The eastern slope of the Andes, which harbors Earth’s highest biodiversity, is threatened by climate change. The project investigates 1) the ecology of plant distribution; 2) the relationships between ecosystem and climate; and 3) the historic relationships between plant community ecosystem and climate. Specifically, it focuses on the anthropogenic tree line, the limit to trees caused by human activities, which bars natural plant migration in response to climate change. Resulting data will inform effective conservation strategies.

  • Collaborative Research: Understanding the Role of Landcover and Landform in the Spatial Organization of the Diurnal Cycle of Orographic Clouds and Rainfall
    Awarded $127,307 for the period 9/1/07–8/31/10
    Source: National Science Foundation

Cloud formation depends on large-scale circulation and local effects of geomorphology and vegetation, which is also highly dependent on it. This project uses two elevation gradients, one in the Himalayas and the other in the tropical Andes. The results will be the first comprehensive look at cloud formation on humid continental mountains and crucial to understanding future ecosystem responses to climate change.

# [Provided information]
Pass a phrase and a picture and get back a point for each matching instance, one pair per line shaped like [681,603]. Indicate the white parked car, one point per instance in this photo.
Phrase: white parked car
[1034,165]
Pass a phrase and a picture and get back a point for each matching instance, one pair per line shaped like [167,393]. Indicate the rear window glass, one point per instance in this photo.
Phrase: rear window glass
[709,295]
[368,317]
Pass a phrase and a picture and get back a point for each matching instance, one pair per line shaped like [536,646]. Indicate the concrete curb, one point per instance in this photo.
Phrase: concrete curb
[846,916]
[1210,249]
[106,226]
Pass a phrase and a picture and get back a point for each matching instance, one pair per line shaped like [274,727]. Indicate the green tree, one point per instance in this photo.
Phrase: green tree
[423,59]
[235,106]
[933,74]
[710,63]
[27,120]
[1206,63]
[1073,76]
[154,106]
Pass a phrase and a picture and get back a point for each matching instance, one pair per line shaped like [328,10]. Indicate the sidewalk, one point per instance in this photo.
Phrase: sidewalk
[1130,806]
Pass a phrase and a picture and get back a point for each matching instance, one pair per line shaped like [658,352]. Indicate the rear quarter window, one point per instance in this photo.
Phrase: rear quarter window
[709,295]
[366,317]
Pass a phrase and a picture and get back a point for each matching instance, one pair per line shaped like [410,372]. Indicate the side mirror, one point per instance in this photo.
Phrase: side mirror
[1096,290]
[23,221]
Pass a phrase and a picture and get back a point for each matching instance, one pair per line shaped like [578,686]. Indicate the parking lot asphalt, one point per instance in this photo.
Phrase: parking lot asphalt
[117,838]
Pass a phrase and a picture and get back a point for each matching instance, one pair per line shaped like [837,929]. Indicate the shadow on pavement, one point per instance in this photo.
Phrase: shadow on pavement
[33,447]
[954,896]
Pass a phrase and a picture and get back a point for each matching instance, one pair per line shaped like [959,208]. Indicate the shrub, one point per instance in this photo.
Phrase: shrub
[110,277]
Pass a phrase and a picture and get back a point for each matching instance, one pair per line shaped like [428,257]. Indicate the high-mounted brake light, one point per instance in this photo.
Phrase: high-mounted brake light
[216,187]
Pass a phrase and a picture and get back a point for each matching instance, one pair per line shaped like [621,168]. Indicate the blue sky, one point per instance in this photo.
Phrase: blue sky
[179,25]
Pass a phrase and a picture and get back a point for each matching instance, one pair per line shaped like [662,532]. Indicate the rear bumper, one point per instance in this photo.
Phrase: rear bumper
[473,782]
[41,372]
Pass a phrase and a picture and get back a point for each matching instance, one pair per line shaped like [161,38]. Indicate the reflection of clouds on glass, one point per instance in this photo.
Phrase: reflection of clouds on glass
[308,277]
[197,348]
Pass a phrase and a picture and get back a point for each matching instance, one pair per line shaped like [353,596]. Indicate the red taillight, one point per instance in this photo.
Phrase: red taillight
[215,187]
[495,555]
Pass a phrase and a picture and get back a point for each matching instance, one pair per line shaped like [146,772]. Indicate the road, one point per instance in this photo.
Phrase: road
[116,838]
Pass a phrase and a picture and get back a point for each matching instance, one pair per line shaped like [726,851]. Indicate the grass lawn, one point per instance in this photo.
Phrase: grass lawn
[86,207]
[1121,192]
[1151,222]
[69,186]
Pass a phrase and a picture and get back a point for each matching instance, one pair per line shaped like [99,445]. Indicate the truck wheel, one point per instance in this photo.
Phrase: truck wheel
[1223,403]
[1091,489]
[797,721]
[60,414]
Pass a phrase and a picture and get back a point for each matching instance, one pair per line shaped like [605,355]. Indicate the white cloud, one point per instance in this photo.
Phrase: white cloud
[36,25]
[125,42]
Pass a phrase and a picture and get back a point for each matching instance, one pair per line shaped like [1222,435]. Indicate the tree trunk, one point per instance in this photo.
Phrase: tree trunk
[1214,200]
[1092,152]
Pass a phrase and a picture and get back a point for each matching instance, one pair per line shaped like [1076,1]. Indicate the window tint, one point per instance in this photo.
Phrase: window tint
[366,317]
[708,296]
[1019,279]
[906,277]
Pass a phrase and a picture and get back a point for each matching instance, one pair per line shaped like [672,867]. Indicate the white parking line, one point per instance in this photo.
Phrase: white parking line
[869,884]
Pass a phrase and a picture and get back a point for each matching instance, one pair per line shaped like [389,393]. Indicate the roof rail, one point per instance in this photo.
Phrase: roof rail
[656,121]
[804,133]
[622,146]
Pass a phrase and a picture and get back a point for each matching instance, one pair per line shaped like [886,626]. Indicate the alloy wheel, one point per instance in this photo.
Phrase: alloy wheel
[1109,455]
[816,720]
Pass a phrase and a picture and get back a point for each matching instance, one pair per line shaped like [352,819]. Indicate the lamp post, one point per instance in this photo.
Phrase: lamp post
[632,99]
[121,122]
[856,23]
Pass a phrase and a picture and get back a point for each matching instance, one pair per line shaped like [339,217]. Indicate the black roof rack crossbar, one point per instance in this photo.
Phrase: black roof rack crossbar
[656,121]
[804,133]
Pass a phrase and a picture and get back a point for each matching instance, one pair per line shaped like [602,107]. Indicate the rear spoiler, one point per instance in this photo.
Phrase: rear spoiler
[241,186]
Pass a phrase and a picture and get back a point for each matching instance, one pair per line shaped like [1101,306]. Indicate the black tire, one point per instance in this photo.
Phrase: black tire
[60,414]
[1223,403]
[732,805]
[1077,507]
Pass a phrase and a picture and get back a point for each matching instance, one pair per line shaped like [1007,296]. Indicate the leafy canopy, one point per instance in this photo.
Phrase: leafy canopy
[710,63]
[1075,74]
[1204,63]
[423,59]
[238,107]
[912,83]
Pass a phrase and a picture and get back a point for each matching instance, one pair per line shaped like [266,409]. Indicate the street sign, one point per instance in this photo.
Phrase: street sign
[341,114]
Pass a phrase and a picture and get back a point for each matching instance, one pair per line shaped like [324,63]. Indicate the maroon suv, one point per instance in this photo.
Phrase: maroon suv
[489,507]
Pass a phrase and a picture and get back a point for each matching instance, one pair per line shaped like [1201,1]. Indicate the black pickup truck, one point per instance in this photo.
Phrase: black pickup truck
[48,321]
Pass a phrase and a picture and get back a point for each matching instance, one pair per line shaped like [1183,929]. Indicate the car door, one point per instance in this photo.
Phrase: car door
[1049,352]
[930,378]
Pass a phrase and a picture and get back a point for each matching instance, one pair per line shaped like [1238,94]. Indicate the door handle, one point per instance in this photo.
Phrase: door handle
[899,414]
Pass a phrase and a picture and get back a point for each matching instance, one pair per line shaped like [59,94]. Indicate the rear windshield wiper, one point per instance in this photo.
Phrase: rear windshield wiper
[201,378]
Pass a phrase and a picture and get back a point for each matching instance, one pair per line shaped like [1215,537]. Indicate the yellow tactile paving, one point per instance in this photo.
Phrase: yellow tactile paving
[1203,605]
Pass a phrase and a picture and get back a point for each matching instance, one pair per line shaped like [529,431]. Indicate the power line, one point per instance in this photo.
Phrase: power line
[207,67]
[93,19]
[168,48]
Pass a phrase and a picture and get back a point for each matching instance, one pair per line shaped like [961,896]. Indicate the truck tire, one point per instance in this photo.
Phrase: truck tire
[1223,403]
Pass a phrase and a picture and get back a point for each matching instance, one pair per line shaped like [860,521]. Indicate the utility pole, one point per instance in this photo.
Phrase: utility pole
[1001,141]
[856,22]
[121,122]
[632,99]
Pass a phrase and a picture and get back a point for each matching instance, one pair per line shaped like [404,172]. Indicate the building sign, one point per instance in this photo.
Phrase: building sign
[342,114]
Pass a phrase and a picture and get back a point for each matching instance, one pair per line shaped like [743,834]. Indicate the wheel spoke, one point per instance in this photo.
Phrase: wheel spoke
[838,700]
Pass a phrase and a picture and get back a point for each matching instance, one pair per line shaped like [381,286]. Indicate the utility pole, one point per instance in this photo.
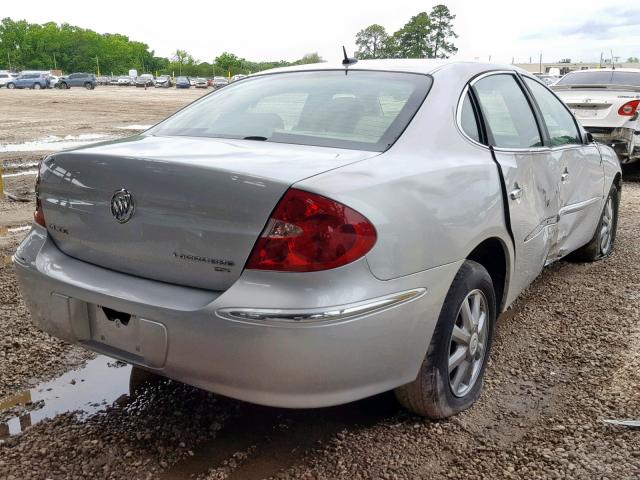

# [Action item A]
Output everything from "The eastern slope" down to "effective conservation strategies." in the text on the mountain research projects, copied word for word.
# [Action item B]
According to the text on the mountain research projects, where are the two elevation gradients used in the cloud formation project?

# [Written answer A]
The eastern slope of the Andes, which harbors Earth’s highest biodiversity, is threatened by climate change. The project investigates 1) the ecology of plant distribution; 2) the relationships between ecosystem and climate; and 3) the historic relationships between plant community ecosystem and climate. Specifically, it focuses on the anthropogenic tree line, the limit to trees caused by human activities, which bars natural plant migration in response to climate change. Resulting data will inform effective conservation strategies.

# [Written answer B]
One is in the Himalayas and the other is in the tropical Andes.